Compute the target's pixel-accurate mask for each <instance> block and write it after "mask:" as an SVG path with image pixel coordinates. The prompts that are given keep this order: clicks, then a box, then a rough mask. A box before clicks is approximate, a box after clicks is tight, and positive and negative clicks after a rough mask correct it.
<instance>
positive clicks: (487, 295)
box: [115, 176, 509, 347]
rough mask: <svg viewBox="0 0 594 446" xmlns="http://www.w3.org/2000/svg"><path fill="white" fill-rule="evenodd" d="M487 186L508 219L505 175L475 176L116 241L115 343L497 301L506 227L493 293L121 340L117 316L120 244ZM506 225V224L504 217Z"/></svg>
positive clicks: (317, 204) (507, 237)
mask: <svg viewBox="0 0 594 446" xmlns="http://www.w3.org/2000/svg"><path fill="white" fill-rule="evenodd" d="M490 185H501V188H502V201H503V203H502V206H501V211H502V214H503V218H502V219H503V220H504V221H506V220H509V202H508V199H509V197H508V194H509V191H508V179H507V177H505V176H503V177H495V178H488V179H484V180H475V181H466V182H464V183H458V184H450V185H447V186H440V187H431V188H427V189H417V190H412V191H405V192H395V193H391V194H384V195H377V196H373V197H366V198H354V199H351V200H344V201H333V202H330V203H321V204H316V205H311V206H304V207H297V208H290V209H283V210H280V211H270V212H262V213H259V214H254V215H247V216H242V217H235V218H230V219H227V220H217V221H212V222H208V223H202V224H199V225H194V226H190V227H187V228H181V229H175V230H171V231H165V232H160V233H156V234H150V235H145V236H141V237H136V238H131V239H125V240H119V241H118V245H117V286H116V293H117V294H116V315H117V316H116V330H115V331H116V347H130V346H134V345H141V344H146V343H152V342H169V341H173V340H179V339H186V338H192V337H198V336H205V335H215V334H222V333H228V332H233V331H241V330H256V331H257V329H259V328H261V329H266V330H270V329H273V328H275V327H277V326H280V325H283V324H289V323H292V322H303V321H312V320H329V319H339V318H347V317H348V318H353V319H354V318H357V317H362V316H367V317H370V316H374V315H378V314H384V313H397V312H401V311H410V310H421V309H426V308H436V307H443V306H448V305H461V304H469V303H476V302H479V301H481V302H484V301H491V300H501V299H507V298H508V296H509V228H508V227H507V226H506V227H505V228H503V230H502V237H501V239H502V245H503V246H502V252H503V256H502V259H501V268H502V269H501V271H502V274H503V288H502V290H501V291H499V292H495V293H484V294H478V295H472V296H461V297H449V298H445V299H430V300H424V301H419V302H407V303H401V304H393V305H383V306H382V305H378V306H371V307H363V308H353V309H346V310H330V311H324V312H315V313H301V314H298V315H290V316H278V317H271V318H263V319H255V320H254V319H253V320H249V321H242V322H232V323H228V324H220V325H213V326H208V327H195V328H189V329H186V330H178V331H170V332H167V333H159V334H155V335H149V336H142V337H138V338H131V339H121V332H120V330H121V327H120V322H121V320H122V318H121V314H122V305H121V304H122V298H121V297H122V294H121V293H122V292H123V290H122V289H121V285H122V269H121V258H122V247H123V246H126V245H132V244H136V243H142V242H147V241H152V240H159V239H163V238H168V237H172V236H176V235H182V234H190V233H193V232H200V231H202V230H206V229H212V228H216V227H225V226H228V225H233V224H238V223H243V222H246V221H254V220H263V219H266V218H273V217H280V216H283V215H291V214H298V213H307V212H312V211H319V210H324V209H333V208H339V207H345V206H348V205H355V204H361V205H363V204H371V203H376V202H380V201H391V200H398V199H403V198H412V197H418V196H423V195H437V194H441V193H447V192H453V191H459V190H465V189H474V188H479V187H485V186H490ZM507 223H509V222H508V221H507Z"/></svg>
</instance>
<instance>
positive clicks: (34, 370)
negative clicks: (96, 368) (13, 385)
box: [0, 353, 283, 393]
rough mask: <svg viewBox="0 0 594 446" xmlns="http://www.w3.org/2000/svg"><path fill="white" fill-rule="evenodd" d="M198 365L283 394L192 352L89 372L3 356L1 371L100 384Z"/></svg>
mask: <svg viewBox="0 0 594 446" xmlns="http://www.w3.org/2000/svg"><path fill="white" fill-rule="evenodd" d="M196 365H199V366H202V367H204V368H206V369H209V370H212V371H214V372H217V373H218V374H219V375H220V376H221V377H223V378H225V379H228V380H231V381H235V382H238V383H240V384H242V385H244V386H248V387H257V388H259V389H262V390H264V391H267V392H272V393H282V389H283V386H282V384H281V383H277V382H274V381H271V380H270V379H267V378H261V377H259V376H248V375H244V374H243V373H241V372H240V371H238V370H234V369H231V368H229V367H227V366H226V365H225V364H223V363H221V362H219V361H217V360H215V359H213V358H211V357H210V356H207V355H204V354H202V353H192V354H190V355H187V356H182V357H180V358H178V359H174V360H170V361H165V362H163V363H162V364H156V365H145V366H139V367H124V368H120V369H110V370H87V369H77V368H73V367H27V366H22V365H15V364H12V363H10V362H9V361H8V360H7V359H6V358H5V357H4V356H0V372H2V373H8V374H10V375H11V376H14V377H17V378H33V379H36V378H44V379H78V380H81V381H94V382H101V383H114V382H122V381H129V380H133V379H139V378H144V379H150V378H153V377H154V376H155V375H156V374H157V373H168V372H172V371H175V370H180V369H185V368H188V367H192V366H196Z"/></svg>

——————————

(Exercise instructions):
Pick out each line of the material above that contains the string "rough", and copy those lines in full in their original order.

(Your solution):
Compute the target's pixel-accurate mask for each <instance> block and write it after "mask:" as an SVG path with image pixel coordinates. The prompts that are given keep this order: clicks, then a box, then a rough mask. A box before clicks is approximate, a box after clicks is tight, and positive and negative clicks after a rough mask correct it.
rough mask: <svg viewBox="0 0 594 446" xmlns="http://www.w3.org/2000/svg"><path fill="white" fill-rule="evenodd" d="M487 186L508 219L505 175L475 176L116 241L115 343L497 301L506 227L493 293L121 340L117 316L120 244ZM506 225V224L504 217Z"/></svg>
rough mask: <svg viewBox="0 0 594 446" xmlns="http://www.w3.org/2000/svg"><path fill="white" fill-rule="evenodd" d="M198 365L283 394L192 352L89 372L3 356L1 371L100 384Z"/></svg>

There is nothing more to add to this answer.